**SELECTED EXCERPT:**
☆ ☆ ☆ ☆ ☆

Euthyroid hyperthyroxinemia is defined as a condition in which the serum total thyroxine (T4) and triiodothyronine (T3) concentrations are increased, but the thyroid-stimulating hormone (TSH) concentration is normal and there are no clinical signs or symptoms of thyroid dysfunction. These changes may be transient or persistent. 
In the past, euthyroid hyperthyroxinemia was a diagnostic challenge and many patients were inappropriately treated for thyroid disease. Today, serum TSH is a screening test for thyroid function, and a normal TSH value should not be followed by measurement of total T4. In these circumstances, euthyroid hyperthyroxinemia frequently remains undetected with no harm to the patients.
Both thyroxine (T4) and triiodothyronine (T3) circulate in the blood bound to the following three different binding proteins:
Thyroxine-binding globulin (TBG)
Thyroxine-binding prealbumin (TBPA), or transthyretin (TTR)
Approximately 99.97% of circulating T4 and 99.7% of circulating T3 are bound to these proteins. TBG carries 75% of the circulating T4 and T3, owing to its high affinity. TBPA binds to only approximately 15% of the hormones (mostly T4), and albumin binds to the remaining 10%. In comparison, T3 is less avidly bound to TBG and TBPA.
Serum total T4 and T3 assays measure both bound and free (unbound) hormone. As a result, factors that alter binding protein concentrations have profound effects on serum total T4 and T3 concentrations even though serum free T4 and T3 do not change and the patient is euthyroid.

☆ ☆ ☆ ☆ ☆

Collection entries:

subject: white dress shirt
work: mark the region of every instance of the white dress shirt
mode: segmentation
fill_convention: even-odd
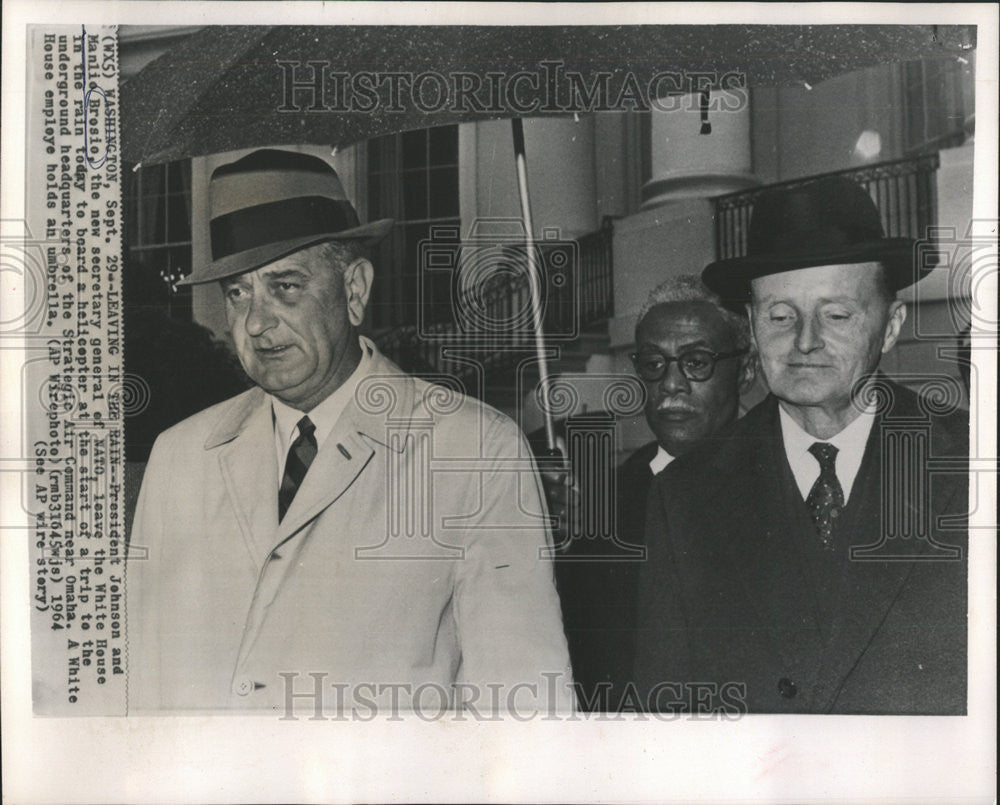
[[[778,411],[781,416],[781,438],[785,443],[785,455],[788,457],[788,464],[792,468],[802,499],[809,497],[809,491],[819,478],[819,461],[809,452],[809,448],[816,442],[825,442],[837,448],[834,469],[837,472],[837,480],[840,481],[840,488],[844,491],[846,504],[851,497],[854,479],[861,469],[861,459],[865,455],[868,434],[871,433],[872,424],[875,422],[874,409],[863,411],[850,425],[829,439],[817,439],[804,431],[780,403]]]
[[[649,469],[653,475],[659,475],[667,468],[667,464],[674,460],[674,457],[663,449],[662,445],[656,445],[656,455],[649,462]]]
[[[370,371],[372,343],[364,336],[359,338],[361,342],[361,360],[351,373],[351,376],[333,394],[309,411],[309,419],[316,426],[317,452],[323,448],[323,442],[330,435],[333,426],[337,424],[340,415],[344,413],[347,404],[354,397],[354,391],[358,383]],[[297,408],[283,403],[273,394],[271,397],[271,410],[274,412],[274,449],[278,455],[278,486],[285,477],[285,461],[288,459],[288,450],[298,438],[298,424],[302,419],[303,412]]]

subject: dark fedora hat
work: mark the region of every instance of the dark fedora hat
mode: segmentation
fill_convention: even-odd
[[[937,262],[929,250],[915,268],[915,241],[887,238],[868,191],[842,176],[762,193],[754,204],[747,254],[718,260],[704,283],[731,304],[750,300],[757,277],[826,265],[881,263],[894,291],[921,279]]]
[[[212,260],[178,285],[252,271],[328,240],[375,243],[392,219],[362,224],[337,172],[319,157],[264,149],[222,165],[209,182]]]

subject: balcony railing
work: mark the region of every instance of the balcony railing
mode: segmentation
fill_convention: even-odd
[[[939,165],[940,159],[935,153],[825,173],[822,177],[844,176],[862,185],[882,213],[882,226],[887,237],[923,238],[927,236],[927,228],[937,221],[934,173]],[[718,259],[746,254],[750,214],[761,193],[776,187],[798,187],[822,177],[808,176],[716,198],[715,243]]]

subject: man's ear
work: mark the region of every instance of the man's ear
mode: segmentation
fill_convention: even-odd
[[[344,269],[344,295],[347,297],[347,315],[354,327],[365,319],[365,308],[372,292],[375,266],[370,260],[359,257]]]
[[[885,334],[882,337],[882,353],[885,354],[899,340],[899,334],[903,330],[903,322],[906,321],[906,303],[895,300],[889,306],[889,319],[885,323]]]
[[[751,344],[750,351],[740,357],[740,374],[738,379],[740,394],[746,394],[753,388],[754,381],[757,379],[758,366],[757,348]]]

☆ ☆ ☆ ☆ ☆

**EXERCISE INSTRUCTIONS:** Write the next part of the passage on euthyroid hyperthyroxinemia, starting right after its final sentence. The material has no connection to the passage on euthyroid hyperthyroxinemia.

**ANSWER BOX:**
The various causes of hyperthyroxinemia in patients who are euthyroid are listed in Causes. Among them, the most common cause is an increase in the levels of serum binding proteins
Because this condition is characterized by a number of different disorders, its true prevalence is unknown. However, among the hereditary conditions, familial dysalbuminemic hyperthyroxinemia (FDH) is the most common cause of inherited elevation of serum T4 in white populations and its prevalence rate is 0.08-0.17%. Rare occurrences of FDH have also been reported in a Japanese and Chinese families. [2, 3]
Most of the conditions resulting in euthyroid hyperthyroxinemia do not have any adverse clinical outcomes.
No race predilection exists in nonhereditary euthyroid hyperthyroxinemia. Familial dysalbuminemic hyperthyroxinemia (FDH) is a genetic disorder, most often occurring in patients of Latino and Portuguese background. Rare cases of FDH in Japanese and Chinese families have been reported [2, 3] ; no cases of FDH have been reported in the African American population.
No sex predilection exists for any of the conditions (except those associated with pregnancy).